任务目标 1: 列出下面节选中作者在1956年到地理所之后亲自前往实地考察的城市。

文本节选:
####################
1956年,竺可桢副院长调我到中国科学院地理所筹建历史地理研究组。他对我讲了两条:一是要把作为历史学附庸的历史地理学,改造为现代科学的历史地理学;二是要为社会主义建设服务,走自己道路。此后,以历史地理学为根本基础,创建科学的中国新学,成为我的最大追求。
1956年我到地理所,历史地理研究组只有我一个人。我继续旧有研究西北史地之学,利用考古,研究城市、水利、交通,亲去西安、洛阳、开封实地考察。第一次查明《汉书》记汉武帝开凿昆明池是为伐昆明,练习水师,远在云南,无法利用,经数月实地考察确证全为解决长安水源,开凿水库。东开二口,北口为“昆明池水”即主支,东引经建章宫与长安城中未央、长乐诸宫,入城内外分称穴水支渠、支津(因此前引穴水故名),解决长安内外用水。南口东经城南、汉明堂、辟雍,以下称漕渠,解决南郊与漕运水源以及王渠(城壕),排水入渭河。历经隋唐,及宋元明清,长安城水源改建演变与发展基础全予查明。当时侯仁之先生研究北京水源,我研究西安,基本同时,由此开辟关中水利、川陕交通、黄渭水运、江汉北运黄淮,按竺可桢所提,改造西北史地之学,为建设服务。后因两大国家任务转到新疆,扩大水利为水系变迁与地下水的坎儿井,开创绿洲与绿洲学研究。环绕水为中心,创走新路。
发展城市、农牧业、交通、运输、必需利用水,而西北皆缺水,居第一位。建立历史地理组,古为今用,我最初的研究,水是重中之重。世上早有天学、地学,尚无水学,经五十年水的研究考察实践,总结上升为科学理论和方法论,我提出历史地理水学,有西安、洛阳、南京城市水源,海河、塔里木水系,及昆明湖变迁、黄河河源、扎陵鄂陵两湖匡正,长江葛洲坝三江变迁,关中、新疆水利传播史,坎儿井来源、传播,江汉、江淮、江北大运河永济渠,黄、渭河水运,江汉与黄淮开通与南水北运,碣石何在?与渤海湾海侵引起海陆变迁,等八类专题研究,编为《历史地理水学研究》,约六七十万字,补世界水科学研究之缺,为改进历史地理,为社会主义建设服务的成果,已经结集,除我自己努力寻求资助外,望地理所领导研究能考虑帮助出版。
####################
原始记录:
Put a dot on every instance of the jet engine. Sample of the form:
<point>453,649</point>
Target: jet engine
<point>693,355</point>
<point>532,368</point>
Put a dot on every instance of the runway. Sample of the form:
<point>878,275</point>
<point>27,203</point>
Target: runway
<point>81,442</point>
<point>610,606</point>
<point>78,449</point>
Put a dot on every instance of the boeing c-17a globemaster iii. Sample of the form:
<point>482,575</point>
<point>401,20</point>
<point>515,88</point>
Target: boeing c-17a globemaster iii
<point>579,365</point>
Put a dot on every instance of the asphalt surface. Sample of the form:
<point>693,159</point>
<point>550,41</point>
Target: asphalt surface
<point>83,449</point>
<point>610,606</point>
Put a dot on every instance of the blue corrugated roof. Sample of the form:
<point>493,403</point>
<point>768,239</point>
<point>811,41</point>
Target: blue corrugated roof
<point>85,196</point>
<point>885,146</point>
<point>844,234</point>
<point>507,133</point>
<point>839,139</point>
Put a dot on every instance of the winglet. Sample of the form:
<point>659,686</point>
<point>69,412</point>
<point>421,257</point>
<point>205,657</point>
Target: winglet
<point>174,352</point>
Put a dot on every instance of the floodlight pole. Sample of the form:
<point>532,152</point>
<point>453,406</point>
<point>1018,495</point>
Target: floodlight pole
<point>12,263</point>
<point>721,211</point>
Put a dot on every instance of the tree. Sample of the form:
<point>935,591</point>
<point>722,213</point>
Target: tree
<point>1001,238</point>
####################
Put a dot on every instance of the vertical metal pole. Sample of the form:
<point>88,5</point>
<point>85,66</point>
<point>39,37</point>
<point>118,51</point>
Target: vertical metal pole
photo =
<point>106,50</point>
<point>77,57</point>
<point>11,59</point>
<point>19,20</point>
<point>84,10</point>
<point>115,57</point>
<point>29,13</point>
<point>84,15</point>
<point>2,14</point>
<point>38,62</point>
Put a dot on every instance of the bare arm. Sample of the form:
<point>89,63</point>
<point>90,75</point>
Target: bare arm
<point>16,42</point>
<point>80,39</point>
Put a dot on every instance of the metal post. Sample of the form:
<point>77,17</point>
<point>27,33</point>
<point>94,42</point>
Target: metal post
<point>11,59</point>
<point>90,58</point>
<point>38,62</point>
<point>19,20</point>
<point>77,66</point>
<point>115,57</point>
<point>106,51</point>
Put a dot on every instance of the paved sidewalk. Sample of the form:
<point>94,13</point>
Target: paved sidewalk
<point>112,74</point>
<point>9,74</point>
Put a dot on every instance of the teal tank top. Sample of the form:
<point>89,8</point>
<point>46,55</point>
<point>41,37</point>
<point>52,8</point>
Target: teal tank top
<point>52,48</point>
####################
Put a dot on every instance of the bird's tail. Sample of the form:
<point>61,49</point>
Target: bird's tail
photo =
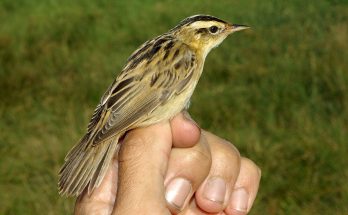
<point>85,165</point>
####################
任务目标 2: 从记录中包含“Put a dot on every instance of the bare”的那一行开始，到包含“<point>9,74</point>”的那一行为止，把这些行重新写出。其中的“metal post”一律换成“steel post”，其余内容保持不变。

参考解答 1: 西安、洛阳、开封

参考解答 2:
Put a dot on every instance of the bare arm. Sample of the form:
<point>89,63</point>
<point>90,75</point>
Target: bare arm
<point>16,42</point>
<point>80,39</point>
Put a dot on every instance of the steel post. Sample of the form:
<point>77,17</point>
<point>27,33</point>
<point>94,42</point>
Target: steel post
<point>11,59</point>
<point>90,58</point>
<point>38,62</point>
<point>19,20</point>
<point>77,66</point>
<point>115,57</point>
<point>106,51</point>
Put a dot on every instance of the paved sidewalk. Sample of the form:
<point>94,13</point>
Target: paved sidewalk
<point>112,74</point>
<point>9,74</point>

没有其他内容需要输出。